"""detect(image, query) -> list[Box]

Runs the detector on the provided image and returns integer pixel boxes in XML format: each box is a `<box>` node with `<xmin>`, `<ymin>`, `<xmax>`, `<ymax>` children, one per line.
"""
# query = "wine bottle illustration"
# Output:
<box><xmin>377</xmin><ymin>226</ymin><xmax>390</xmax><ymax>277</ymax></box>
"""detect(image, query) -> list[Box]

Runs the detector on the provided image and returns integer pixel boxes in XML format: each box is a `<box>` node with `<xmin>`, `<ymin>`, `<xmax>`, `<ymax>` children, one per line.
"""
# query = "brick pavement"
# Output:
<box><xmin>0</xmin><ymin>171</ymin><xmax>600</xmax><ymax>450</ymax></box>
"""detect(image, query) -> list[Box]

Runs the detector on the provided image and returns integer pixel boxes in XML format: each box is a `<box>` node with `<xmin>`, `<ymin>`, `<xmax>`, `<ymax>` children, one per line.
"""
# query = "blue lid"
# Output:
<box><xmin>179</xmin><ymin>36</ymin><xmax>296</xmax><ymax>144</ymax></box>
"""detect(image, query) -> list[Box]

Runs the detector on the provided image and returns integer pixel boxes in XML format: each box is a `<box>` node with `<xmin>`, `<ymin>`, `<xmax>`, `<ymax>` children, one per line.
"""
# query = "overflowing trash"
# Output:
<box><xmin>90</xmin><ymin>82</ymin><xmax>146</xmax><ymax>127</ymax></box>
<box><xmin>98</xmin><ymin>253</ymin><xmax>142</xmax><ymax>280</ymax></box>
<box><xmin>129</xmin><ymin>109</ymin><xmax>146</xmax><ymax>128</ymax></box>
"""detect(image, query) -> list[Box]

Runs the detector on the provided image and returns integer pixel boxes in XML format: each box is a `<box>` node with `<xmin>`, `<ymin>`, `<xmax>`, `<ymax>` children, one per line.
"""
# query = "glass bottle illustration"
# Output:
____
WRITTEN PROBLEM: Rewrite all of the lines above as a numbered list, leaving out the blank lines.

RESULT FOR THIS EXERCISE:
1. """detect(image, query) -> list[Box]
2. Runs the detector on the provided image and returns integer pixel boxes in XML format: each box is a `<box>` node with `<xmin>`, `<ymin>`, `<xmax>`, `<ymax>` children, one per line.
3. """
4. # query = "wine bottle illustration"
5. # Output:
6. <box><xmin>377</xmin><ymin>226</ymin><xmax>390</xmax><ymax>277</ymax></box>
7. """detect(image, query) -> list[Box]
8. Runs the detector on the provided image and returns integer pixel boxes in XML format: each box is a `<box>` node with `<xmin>`, `<ymin>`, `<xmax>`, `<ymax>` children, one per line.
9. """
10. # query = "brick pavement"
11. # Output:
12. <box><xmin>0</xmin><ymin>171</ymin><xmax>600</xmax><ymax>450</ymax></box>
13. """detect(image, query) -> list[Box]
14. Runs the detector on the provided image and returns integer pixel boxes in XML format: each box is a `<box>` node with `<xmin>`, `<ymin>`, `<xmax>`, `<ymax>` children, one per line.
15. """
16. # query = "blue lid"
17. # Output:
18. <box><xmin>179</xmin><ymin>36</ymin><xmax>296</xmax><ymax>144</ymax></box>
19. """detect(image, query) -> list[Box]
20. Runs the detector on the provided image and returns integer pixel boxes in XML format: each box is a `<box>` node with `<xmin>`, `<ymin>`, `<xmax>`, `<ymax>` children, one per line.
21. """
22. # query = "overflowing trash"
23. # Output:
24. <box><xmin>90</xmin><ymin>82</ymin><xmax>146</xmax><ymax>127</ymax></box>
25. <box><xmin>98</xmin><ymin>253</ymin><xmax>142</xmax><ymax>280</ymax></box>
26. <box><xmin>129</xmin><ymin>109</ymin><xmax>146</xmax><ymax>128</ymax></box>
27. """detect(image, query) -> list[Box]
28. Runs the detector on the provided image and returns integer pixel boxes in XML format: each box is a `<box>` node with `<xmin>`, `<ymin>`, `<xmax>`, `<ymax>` children, one per line.
29. """
30. # query = "glass bottle illustration"
31. # Output:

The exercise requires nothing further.